**TO BE DONE:** Locate each line in the data below that contains the string "driveway", and copy those lines out in full.

**DATA TO PROCESS:**
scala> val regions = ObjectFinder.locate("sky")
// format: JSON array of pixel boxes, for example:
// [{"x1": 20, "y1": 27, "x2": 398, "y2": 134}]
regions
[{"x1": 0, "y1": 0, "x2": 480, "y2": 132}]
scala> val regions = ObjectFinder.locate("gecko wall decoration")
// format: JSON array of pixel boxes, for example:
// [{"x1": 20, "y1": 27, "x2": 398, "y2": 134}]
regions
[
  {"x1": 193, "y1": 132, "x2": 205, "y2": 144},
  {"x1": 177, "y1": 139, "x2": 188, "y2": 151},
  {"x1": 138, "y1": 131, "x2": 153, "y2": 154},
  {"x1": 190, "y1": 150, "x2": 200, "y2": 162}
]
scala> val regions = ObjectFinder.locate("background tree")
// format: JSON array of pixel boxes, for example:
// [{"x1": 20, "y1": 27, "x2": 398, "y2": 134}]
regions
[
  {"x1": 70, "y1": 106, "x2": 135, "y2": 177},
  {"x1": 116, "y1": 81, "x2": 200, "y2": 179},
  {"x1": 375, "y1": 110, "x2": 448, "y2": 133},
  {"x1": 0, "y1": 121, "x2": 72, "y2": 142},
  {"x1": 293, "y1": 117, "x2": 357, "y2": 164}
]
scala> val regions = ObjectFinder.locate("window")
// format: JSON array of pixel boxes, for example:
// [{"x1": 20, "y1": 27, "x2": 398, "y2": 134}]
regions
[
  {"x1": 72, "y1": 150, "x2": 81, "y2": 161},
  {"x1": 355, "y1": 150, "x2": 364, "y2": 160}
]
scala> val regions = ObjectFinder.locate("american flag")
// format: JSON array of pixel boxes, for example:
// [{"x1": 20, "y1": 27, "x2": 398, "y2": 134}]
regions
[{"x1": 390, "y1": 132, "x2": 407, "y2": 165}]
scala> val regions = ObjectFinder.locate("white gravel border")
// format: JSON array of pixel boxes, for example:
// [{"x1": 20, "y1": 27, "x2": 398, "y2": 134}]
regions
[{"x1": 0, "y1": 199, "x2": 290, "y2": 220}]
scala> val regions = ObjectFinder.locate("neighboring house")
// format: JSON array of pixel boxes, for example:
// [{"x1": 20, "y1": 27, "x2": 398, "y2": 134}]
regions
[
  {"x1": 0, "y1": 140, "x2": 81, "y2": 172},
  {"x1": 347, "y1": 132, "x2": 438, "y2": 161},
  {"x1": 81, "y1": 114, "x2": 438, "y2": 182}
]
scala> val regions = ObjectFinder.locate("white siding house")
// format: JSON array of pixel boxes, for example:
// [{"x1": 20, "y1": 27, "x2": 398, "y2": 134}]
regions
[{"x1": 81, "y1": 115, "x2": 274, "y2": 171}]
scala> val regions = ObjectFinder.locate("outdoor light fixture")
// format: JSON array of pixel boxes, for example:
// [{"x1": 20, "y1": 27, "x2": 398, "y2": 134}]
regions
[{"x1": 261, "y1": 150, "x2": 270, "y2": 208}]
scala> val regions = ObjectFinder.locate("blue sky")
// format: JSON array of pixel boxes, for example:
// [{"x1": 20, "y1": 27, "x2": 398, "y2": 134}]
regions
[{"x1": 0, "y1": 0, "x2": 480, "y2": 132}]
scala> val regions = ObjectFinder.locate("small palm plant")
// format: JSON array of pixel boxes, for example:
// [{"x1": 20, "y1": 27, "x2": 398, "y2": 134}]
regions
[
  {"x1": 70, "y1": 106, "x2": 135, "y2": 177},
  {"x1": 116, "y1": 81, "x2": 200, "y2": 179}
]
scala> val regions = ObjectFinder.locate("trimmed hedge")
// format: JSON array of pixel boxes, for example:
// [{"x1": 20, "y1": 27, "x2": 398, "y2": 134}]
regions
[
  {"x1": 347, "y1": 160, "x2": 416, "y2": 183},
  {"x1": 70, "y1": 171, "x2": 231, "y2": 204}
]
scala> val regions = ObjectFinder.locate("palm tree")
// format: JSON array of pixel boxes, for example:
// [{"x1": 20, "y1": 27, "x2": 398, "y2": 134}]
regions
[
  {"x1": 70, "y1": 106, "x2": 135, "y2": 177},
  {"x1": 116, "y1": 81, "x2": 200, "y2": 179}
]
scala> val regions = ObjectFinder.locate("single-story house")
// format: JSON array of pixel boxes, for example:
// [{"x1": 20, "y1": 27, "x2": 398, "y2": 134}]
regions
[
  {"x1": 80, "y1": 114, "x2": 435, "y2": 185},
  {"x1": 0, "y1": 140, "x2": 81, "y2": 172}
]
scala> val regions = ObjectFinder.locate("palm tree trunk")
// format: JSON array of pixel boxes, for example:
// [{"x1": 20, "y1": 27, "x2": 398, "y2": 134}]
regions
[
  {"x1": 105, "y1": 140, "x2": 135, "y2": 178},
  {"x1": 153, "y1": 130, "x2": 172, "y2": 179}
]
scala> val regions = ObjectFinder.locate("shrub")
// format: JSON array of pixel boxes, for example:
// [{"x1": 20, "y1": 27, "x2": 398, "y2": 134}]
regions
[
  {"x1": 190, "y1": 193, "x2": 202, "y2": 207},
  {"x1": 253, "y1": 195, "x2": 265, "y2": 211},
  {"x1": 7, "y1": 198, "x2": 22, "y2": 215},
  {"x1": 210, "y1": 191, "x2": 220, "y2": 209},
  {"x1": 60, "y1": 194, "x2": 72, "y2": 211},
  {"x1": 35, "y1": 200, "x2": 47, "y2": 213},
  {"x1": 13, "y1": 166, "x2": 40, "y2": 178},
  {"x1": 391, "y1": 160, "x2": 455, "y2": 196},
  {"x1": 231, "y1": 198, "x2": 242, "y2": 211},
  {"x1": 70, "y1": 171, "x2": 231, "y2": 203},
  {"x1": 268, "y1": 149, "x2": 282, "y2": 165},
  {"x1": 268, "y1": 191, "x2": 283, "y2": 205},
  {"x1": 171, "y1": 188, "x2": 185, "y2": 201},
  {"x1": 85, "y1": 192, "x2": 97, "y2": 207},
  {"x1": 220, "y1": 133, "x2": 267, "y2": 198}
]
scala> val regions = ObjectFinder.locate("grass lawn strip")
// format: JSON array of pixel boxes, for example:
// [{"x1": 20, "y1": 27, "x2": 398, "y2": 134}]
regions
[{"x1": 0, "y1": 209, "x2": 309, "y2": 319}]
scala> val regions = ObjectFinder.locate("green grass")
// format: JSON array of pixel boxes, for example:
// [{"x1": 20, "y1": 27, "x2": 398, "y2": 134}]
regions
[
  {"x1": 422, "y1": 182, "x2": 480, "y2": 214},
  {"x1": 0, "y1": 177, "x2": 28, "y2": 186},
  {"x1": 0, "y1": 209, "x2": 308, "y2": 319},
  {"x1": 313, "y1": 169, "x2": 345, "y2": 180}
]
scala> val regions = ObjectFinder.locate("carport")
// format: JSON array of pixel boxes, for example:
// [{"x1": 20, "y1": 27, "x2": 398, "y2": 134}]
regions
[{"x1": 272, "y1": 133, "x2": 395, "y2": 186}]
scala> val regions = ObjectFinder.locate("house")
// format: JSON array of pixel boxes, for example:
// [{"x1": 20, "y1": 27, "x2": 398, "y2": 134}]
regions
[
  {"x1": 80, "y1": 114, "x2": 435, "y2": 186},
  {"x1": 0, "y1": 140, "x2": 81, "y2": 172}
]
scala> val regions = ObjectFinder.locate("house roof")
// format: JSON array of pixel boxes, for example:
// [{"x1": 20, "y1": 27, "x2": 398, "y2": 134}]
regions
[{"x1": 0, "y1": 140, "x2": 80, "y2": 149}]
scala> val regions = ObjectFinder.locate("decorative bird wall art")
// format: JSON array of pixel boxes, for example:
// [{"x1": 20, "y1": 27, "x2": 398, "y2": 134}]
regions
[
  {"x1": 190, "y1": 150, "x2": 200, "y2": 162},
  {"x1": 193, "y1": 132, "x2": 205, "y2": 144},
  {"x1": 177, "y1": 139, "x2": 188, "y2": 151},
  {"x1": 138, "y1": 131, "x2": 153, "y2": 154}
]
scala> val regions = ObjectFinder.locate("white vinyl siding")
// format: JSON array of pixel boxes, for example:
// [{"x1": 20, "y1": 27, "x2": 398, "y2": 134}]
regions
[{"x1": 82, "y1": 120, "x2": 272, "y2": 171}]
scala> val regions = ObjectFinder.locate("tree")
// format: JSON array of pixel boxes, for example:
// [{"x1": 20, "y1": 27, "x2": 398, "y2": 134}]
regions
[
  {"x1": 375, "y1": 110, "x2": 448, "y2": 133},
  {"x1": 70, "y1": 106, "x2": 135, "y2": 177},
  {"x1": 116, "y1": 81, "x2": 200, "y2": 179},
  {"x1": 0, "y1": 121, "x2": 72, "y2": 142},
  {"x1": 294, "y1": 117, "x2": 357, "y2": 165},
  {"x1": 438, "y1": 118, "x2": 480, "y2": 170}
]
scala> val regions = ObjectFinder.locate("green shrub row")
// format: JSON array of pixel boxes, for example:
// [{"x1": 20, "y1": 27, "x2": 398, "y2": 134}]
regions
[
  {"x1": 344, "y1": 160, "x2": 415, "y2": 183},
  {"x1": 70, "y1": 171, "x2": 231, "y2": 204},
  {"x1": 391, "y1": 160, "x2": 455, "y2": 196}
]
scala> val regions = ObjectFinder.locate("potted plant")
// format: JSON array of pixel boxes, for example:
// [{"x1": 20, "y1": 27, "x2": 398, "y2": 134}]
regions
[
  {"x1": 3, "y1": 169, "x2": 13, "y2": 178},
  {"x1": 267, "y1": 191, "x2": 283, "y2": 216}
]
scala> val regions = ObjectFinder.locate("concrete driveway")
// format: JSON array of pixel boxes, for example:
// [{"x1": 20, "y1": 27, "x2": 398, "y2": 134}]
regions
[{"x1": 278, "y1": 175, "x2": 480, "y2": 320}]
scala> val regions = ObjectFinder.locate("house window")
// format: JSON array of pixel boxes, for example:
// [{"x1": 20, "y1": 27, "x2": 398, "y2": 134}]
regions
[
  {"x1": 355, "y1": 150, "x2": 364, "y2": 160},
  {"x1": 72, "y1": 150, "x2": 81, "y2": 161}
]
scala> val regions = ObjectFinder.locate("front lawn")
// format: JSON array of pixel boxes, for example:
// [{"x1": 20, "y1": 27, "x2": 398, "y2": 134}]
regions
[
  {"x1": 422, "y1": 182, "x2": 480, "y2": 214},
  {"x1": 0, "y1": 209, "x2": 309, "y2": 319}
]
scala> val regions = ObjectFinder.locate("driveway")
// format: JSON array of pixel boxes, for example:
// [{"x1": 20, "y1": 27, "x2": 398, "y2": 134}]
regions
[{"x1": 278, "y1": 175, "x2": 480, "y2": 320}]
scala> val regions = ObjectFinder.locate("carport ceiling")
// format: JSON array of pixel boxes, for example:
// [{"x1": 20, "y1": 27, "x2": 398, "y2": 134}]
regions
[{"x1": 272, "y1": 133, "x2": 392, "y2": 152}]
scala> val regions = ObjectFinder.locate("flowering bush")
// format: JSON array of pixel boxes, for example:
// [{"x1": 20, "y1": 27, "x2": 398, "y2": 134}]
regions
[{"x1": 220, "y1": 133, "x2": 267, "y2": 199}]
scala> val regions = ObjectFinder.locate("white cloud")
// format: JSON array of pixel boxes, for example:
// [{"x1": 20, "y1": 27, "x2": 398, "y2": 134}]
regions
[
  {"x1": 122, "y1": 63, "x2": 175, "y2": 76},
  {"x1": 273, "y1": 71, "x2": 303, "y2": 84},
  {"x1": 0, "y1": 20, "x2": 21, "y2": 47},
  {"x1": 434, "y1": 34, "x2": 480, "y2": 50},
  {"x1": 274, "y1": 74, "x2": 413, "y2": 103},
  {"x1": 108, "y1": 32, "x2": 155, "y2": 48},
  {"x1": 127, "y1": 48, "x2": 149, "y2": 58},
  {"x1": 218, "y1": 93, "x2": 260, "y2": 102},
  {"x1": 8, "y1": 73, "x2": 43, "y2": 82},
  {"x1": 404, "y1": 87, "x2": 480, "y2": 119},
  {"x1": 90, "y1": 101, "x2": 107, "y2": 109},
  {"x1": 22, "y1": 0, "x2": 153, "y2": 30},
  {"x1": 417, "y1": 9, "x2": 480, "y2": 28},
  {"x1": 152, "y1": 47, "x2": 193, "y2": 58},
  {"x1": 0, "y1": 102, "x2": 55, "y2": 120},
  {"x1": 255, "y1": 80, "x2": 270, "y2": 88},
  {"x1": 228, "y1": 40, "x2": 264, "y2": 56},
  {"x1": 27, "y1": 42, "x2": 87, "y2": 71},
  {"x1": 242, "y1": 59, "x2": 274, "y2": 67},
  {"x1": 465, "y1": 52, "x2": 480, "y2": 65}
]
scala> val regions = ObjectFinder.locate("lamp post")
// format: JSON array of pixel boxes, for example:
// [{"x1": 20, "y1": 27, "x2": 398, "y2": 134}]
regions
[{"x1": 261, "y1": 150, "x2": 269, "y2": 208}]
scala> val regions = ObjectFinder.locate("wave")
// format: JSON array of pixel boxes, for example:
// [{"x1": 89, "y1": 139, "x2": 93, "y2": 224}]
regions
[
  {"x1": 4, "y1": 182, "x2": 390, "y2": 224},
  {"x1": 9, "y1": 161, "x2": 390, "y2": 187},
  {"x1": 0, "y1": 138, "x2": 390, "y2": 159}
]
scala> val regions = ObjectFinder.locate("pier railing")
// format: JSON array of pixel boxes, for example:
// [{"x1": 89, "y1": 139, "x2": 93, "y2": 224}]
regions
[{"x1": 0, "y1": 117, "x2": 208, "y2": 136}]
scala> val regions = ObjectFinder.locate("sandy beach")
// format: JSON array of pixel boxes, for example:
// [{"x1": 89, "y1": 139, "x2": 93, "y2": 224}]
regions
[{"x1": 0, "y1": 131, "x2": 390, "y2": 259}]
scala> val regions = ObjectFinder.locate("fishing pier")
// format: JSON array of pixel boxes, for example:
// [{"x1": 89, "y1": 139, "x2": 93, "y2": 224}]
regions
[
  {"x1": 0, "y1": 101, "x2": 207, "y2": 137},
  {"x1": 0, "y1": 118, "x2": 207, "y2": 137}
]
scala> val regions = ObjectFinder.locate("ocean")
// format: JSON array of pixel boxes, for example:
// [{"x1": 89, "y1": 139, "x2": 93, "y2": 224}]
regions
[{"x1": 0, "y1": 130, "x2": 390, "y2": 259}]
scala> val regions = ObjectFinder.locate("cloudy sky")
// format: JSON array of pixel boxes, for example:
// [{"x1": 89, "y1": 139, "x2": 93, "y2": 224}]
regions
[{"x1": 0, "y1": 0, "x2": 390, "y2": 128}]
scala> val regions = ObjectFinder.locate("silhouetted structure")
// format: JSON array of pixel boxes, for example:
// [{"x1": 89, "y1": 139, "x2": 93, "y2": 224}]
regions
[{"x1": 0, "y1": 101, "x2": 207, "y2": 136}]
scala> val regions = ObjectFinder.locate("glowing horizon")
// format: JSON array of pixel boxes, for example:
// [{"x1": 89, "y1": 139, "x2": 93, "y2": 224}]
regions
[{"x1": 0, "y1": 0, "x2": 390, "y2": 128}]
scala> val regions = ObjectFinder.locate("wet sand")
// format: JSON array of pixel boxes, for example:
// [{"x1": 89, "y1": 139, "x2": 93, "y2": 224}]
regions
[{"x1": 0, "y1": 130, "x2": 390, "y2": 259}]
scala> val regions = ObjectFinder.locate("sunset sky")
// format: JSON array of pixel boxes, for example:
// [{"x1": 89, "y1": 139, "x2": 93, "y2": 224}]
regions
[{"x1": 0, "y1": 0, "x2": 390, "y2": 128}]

**ANSWER FOR THIS EXERCISE:**
scala> val regions = ObjectFinder.locate("concrete driveway")
scala> val regions = ObjectFinder.locate("driveway")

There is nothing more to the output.